(Annotated photo localization data)
▬▬▬▬▬▬

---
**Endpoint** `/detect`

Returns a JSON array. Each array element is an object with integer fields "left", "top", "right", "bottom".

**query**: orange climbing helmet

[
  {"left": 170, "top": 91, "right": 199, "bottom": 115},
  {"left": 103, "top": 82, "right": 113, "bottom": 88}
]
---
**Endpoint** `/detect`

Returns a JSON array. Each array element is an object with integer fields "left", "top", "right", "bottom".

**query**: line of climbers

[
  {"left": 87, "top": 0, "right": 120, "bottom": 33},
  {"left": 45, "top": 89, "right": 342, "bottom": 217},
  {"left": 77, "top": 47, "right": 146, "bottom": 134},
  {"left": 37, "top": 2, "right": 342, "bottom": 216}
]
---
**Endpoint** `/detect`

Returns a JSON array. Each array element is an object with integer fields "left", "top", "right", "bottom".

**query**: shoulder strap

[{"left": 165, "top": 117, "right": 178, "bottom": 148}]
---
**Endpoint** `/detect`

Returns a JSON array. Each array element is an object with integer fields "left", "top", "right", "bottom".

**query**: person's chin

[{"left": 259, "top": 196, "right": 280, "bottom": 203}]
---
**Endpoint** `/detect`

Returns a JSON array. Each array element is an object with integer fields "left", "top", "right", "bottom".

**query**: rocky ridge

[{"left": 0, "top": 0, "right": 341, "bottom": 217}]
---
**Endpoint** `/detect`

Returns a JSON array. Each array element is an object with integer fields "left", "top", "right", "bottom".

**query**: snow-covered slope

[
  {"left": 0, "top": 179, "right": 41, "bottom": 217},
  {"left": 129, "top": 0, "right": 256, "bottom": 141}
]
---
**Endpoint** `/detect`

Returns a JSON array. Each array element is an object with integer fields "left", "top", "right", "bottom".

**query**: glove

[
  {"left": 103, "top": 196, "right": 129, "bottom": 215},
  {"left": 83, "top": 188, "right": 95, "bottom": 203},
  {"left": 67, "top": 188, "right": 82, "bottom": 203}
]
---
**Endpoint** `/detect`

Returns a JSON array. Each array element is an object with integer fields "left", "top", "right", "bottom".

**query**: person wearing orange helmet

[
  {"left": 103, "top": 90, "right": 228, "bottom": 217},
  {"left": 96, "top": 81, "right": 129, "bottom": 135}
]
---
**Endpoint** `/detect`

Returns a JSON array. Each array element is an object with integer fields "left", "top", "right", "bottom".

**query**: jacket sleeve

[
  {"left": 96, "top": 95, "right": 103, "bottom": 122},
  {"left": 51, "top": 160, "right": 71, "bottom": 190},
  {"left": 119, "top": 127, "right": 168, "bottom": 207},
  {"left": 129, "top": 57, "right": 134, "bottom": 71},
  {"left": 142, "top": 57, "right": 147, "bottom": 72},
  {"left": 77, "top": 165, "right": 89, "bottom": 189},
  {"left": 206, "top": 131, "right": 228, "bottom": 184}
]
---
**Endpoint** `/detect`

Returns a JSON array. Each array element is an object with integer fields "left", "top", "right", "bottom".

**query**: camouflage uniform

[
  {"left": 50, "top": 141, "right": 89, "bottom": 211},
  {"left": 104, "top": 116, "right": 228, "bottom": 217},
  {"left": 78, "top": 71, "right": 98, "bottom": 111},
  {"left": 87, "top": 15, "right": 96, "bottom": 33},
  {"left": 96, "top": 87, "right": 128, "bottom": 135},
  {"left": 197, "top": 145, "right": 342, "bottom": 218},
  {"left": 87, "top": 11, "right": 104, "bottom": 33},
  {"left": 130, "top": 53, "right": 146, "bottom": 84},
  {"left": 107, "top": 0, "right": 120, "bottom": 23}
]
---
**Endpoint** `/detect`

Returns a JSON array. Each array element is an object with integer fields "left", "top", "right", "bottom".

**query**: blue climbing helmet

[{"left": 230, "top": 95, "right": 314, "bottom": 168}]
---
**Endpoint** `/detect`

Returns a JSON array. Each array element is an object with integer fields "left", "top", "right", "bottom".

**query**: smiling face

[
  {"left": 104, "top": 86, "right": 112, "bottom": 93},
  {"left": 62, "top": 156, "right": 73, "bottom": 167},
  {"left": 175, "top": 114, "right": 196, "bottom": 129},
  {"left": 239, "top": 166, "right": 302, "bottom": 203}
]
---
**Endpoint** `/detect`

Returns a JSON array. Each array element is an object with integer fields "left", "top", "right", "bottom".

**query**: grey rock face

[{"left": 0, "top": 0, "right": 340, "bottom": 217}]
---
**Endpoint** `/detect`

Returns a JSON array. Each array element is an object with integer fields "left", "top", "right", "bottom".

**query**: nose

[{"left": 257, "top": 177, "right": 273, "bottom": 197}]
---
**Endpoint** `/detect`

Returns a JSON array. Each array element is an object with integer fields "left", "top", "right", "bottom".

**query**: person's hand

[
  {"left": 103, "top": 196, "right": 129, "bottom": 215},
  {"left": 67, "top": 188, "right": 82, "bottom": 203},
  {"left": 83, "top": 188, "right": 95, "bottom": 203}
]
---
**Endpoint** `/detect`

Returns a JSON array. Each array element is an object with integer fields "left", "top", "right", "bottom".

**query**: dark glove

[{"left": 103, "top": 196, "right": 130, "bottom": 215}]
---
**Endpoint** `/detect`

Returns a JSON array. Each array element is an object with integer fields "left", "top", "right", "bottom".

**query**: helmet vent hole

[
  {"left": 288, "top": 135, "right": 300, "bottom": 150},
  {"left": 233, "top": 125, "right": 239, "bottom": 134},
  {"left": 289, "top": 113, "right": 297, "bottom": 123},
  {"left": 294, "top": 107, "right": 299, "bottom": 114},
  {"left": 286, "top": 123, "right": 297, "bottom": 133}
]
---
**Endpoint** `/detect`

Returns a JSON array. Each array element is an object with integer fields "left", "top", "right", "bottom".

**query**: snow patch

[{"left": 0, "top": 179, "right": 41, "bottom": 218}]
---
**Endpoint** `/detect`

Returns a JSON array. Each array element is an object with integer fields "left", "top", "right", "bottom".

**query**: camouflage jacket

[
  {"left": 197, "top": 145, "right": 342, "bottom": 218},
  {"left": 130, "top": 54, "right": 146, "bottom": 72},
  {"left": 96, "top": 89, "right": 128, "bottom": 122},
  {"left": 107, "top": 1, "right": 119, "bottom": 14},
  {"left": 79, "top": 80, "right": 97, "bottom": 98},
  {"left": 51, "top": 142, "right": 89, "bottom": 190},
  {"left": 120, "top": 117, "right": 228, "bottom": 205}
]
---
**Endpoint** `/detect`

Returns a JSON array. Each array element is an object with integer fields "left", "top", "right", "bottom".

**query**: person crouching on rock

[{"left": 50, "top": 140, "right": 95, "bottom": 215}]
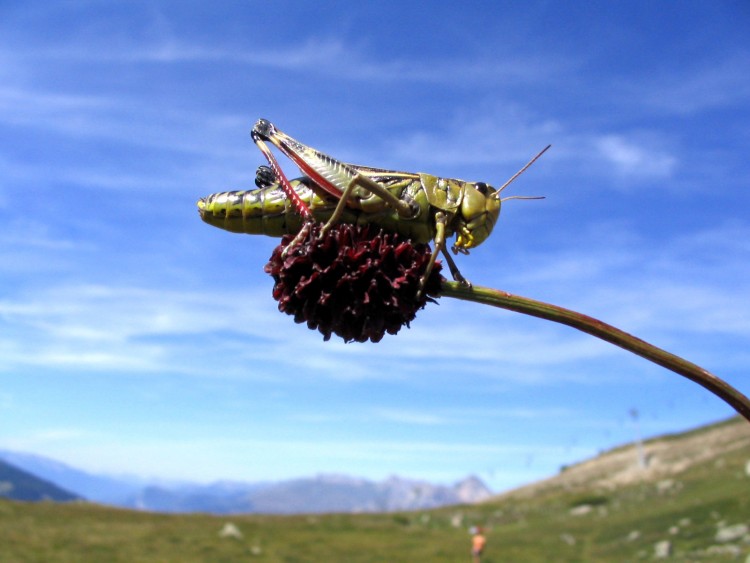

▬▬▬▬▬▬

■ WORK TO COMPLETE: Repeat the records word for word. Any picture in them should be left out.

■ RESULT OF THE EXERCISE:
---
**Endpoint** `/detect`

Returns a JSON array. Each array element is an object with integer fields "left", "top", "right", "bottom".

**query**: orange climbing helmet

[
  {"left": 170, "top": 91, "right": 199, "bottom": 115},
  {"left": 103, "top": 82, "right": 113, "bottom": 88}
]
---
**Endpoint** `/detect`

Returns a JSON array. Each array element is an object with integer fields "left", "top", "right", "bottom".

**query**: line of climbers

[
  {"left": 87, "top": 0, "right": 120, "bottom": 33},
  {"left": 45, "top": 89, "right": 342, "bottom": 217},
  {"left": 77, "top": 47, "right": 146, "bottom": 134},
  {"left": 37, "top": 2, "right": 342, "bottom": 216}
]
---
**Endpoint** `/detect`

Returns a JSON array. Each array element is an object with integer fields "left", "top", "right", "bottom".

**query**: shoulder strap

[{"left": 165, "top": 117, "right": 178, "bottom": 148}]
---
**Endpoint** `/detect`

Returns a JSON array. Each array element is an object with integer fields "left", "top", "right", "bottom".

**query**: person's chin

[{"left": 259, "top": 196, "right": 280, "bottom": 203}]
---
**Endpoint** `/detect`

Returns a JSON array. Each array element is an object with integer fields "left", "top", "right", "bottom".

**query**: rocky ridge

[{"left": 0, "top": 0, "right": 341, "bottom": 217}]
---
**Endpoint** `/detect`

Returns a JSON array. Each array element is an object with integer fields "left", "top", "right", "bottom".

**query**: snow-covered slope

[
  {"left": 0, "top": 179, "right": 41, "bottom": 217},
  {"left": 129, "top": 0, "right": 256, "bottom": 141}
]
---
**Endpoint** `/detect`

Returns a JSON array. Each array element is an object with integer fields "left", "top", "right", "bottom".

**query**: glove

[
  {"left": 103, "top": 196, "right": 129, "bottom": 215},
  {"left": 83, "top": 188, "right": 95, "bottom": 203},
  {"left": 67, "top": 188, "right": 82, "bottom": 203}
]
---
**Endpoint** `/detect`

Returns a JSON array. Each array element is an object with integer fields "left", "top", "right", "bottom".

**query**: person wearing orange helmet

[
  {"left": 103, "top": 90, "right": 228, "bottom": 217},
  {"left": 96, "top": 81, "right": 129, "bottom": 135}
]
---
**Endpoint** `/detect`

Returns a JSON array. Each array element is an object with integer fields "left", "top", "right", "bottom".

**query**: jacket sleeve

[
  {"left": 96, "top": 95, "right": 103, "bottom": 122},
  {"left": 51, "top": 160, "right": 71, "bottom": 190},
  {"left": 119, "top": 127, "right": 168, "bottom": 207},
  {"left": 129, "top": 57, "right": 134, "bottom": 71},
  {"left": 142, "top": 57, "right": 147, "bottom": 72},
  {"left": 77, "top": 165, "right": 89, "bottom": 189},
  {"left": 206, "top": 131, "right": 228, "bottom": 184}
]
---
**Endpoint** `/detect`

Returns a JSON array. Each array element is an object with integer fields "left", "top", "right", "bottom".

**query**: camouflage uniform

[
  {"left": 50, "top": 141, "right": 89, "bottom": 211},
  {"left": 104, "top": 116, "right": 228, "bottom": 217},
  {"left": 78, "top": 71, "right": 98, "bottom": 111},
  {"left": 87, "top": 15, "right": 96, "bottom": 33},
  {"left": 96, "top": 87, "right": 128, "bottom": 135},
  {"left": 197, "top": 145, "right": 342, "bottom": 218},
  {"left": 87, "top": 11, "right": 104, "bottom": 33},
  {"left": 130, "top": 53, "right": 146, "bottom": 84},
  {"left": 107, "top": 0, "right": 120, "bottom": 23}
]
---
**Endpoint** `/detect`

Returns a JSON array. Each array element is an object with integer fields "left", "top", "right", "bottom".

**query**: blue climbing helmet

[{"left": 230, "top": 95, "right": 314, "bottom": 168}]
---
**Endpoint** `/detect`

Returns a JSON array. Each array element is an object with integer fields "left", "top", "right", "bottom".

**query**: smiling face

[
  {"left": 104, "top": 86, "right": 112, "bottom": 93},
  {"left": 62, "top": 156, "right": 73, "bottom": 167},
  {"left": 175, "top": 114, "right": 196, "bottom": 129},
  {"left": 239, "top": 166, "right": 302, "bottom": 203}
]
---
**Endpoint** `/detect`

Returns a JSON array. Each array element is an object with integer fields "left", "top", "right", "bottom".

**query**: grey rock face

[{"left": 0, "top": 0, "right": 340, "bottom": 217}]
---
**Endpoint** `/detect`

Returns a JSON array. Each array element is an object with integer fields "left", "top", "right", "bottom".

**query**: nose

[{"left": 257, "top": 177, "right": 273, "bottom": 197}]
---
**Endpoint** `/detect`

Returns a JSON array. Each array element is an object with integer fields "left", "top", "right", "bottom".

**query**: person's hand

[
  {"left": 103, "top": 196, "right": 129, "bottom": 215},
  {"left": 67, "top": 188, "right": 82, "bottom": 203},
  {"left": 83, "top": 188, "right": 95, "bottom": 203}
]
---
**Endpoint** `/detect`

Returns a JSON array. Each array element is an object with integer fields "left", "top", "right", "bottom".

**query**: dark glove

[{"left": 103, "top": 196, "right": 130, "bottom": 215}]
---
**Endpoint** `/detect`

Returns a JSON array. Each array element is an object with integer fields "left", "top", "right", "bottom".

**query**: helmet vent hole

[
  {"left": 288, "top": 135, "right": 300, "bottom": 150},
  {"left": 233, "top": 125, "right": 239, "bottom": 134},
  {"left": 289, "top": 113, "right": 297, "bottom": 123},
  {"left": 294, "top": 107, "right": 299, "bottom": 114},
  {"left": 286, "top": 123, "right": 297, "bottom": 133}
]
---
**Endpoint** `/detect`

Returns a JSON array. Each array element is an object with integer fields "left", "top", "right", "bottom".

**query**: snow patch

[{"left": 0, "top": 179, "right": 41, "bottom": 218}]
---
**Endpoint** `/detect`

Returns a JSON array. Each array element is an object with integer fields "left", "top", "right", "bottom".

**query**: camouflage jacket

[
  {"left": 197, "top": 145, "right": 342, "bottom": 218},
  {"left": 130, "top": 54, "right": 146, "bottom": 72},
  {"left": 96, "top": 89, "right": 128, "bottom": 122},
  {"left": 107, "top": 1, "right": 119, "bottom": 14},
  {"left": 79, "top": 80, "right": 97, "bottom": 98},
  {"left": 51, "top": 142, "right": 89, "bottom": 190},
  {"left": 120, "top": 117, "right": 228, "bottom": 205}
]
---
**Endpoint** `/detect`

Returns a JSON array. Each array element is an object with integer fields "left", "top", "right", "bottom".

**query**: person crouching on rock

[{"left": 50, "top": 140, "right": 95, "bottom": 215}]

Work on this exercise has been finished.